- **WORK INSTRUCTION**: Look at each line of the listing. Copy those that hold the string "below".

- **DATASET RECORDS**:
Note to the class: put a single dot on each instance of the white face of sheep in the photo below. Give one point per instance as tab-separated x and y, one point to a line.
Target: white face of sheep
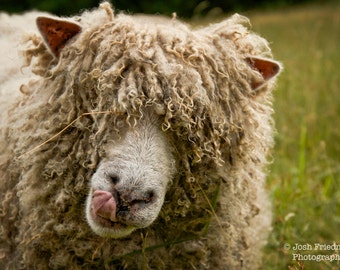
128	188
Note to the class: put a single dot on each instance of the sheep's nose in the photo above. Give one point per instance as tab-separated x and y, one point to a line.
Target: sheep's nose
134	200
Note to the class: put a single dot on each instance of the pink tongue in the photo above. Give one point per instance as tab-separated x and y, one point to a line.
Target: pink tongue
104	205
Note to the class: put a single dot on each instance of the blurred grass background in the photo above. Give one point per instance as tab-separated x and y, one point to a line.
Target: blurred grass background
305	174
304	179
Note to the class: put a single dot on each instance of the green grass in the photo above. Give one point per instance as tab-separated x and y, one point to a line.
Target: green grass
305	175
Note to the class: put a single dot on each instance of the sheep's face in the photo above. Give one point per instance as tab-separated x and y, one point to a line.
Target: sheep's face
128	188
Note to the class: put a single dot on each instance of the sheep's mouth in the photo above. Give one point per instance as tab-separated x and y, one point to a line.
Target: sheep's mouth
107	223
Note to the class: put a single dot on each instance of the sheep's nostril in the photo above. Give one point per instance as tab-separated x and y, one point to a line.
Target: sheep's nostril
114	179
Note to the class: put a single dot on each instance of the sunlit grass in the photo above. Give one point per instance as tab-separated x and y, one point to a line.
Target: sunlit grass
305	176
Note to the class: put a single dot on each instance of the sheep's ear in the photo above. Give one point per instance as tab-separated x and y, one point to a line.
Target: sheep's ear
267	68
57	33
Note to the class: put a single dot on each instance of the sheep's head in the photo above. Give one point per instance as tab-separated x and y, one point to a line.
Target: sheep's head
128	188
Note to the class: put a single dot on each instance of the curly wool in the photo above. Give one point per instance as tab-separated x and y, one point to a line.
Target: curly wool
216	213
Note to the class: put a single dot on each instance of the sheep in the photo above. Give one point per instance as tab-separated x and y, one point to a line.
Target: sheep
135	142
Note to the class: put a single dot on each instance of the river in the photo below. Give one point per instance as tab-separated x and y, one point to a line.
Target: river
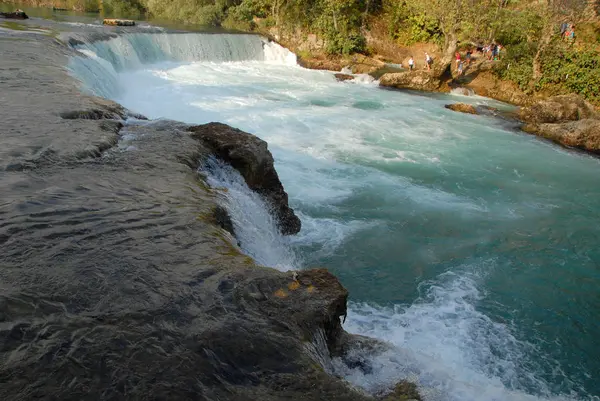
468	245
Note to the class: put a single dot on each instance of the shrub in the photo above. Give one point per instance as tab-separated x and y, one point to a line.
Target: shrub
572	70
517	64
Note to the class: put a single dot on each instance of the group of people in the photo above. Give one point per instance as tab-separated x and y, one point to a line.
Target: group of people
428	62
491	51
460	64
567	31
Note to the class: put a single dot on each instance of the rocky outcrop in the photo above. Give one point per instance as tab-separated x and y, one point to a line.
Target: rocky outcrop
250	156
17	14
343	77
581	134
558	109
462	108
418	80
568	120
118	22
404	391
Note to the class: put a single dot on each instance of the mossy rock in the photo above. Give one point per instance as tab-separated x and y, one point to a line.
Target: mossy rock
404	391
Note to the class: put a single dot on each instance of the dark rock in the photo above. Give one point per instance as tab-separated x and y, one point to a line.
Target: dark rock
404	391
17	14
418	80
223	220
582	134
250	156
558	109
118	22
462	108
105	110
343	77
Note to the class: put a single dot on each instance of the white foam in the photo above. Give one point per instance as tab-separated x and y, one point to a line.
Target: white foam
442	342
254	225
352	158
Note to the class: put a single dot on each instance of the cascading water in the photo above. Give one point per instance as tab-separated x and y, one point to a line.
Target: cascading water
104	59
255	227
471	249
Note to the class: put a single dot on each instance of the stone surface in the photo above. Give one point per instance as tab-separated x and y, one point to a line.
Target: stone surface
17	14
558	109
418	80
344	77
250	156
462	108
581	134
118	22
404	391
124	291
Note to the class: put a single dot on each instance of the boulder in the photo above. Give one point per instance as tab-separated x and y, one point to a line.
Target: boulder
118	22
558	109
249	155
581	134
419	80
17	14
404	391
462	108
344	77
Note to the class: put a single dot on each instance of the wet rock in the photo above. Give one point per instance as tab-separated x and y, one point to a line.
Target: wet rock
581	134
17	14
118	22
418	80
103	110
223	220
404	391
462	108
558	109
343	77
460	90
250	156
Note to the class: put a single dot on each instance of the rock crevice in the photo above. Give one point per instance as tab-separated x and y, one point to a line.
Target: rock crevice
249	155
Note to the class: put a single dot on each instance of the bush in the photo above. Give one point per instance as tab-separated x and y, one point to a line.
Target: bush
346	44
572	71
408	28
517	64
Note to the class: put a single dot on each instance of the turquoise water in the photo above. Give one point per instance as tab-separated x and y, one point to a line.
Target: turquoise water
469	246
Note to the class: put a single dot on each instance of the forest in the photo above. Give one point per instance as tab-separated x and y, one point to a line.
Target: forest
537	55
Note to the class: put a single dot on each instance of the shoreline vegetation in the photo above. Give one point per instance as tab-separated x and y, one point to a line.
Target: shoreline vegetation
537	57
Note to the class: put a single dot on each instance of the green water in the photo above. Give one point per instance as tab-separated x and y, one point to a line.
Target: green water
468	245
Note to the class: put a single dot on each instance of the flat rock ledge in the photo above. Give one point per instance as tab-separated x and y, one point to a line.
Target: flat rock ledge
462	108
417	80
250	156
568	120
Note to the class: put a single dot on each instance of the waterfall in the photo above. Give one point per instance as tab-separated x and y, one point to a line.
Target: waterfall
100	61
254	225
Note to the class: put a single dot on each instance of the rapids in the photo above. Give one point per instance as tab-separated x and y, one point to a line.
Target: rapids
469	246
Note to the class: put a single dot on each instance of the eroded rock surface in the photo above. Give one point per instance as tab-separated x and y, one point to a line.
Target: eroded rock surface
568	120
344	77
418	80
17	14
462	108
250	156
558	109
581	134
113	285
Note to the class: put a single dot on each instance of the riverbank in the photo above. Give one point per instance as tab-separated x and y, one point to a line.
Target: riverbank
120	278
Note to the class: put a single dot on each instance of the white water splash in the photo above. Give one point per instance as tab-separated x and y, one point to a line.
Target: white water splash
255	227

- **RESPONSE TO THIS TASK**:
Note to the class: put a single dot on each instance of the white face of sheep in the photo below. Give one point per instance as tab-separated x and y, one point to a line.
Note to the class: put a single dot on each instance of the river in the photo below. Give one point per instance as tab-separated x and y, one point to a line.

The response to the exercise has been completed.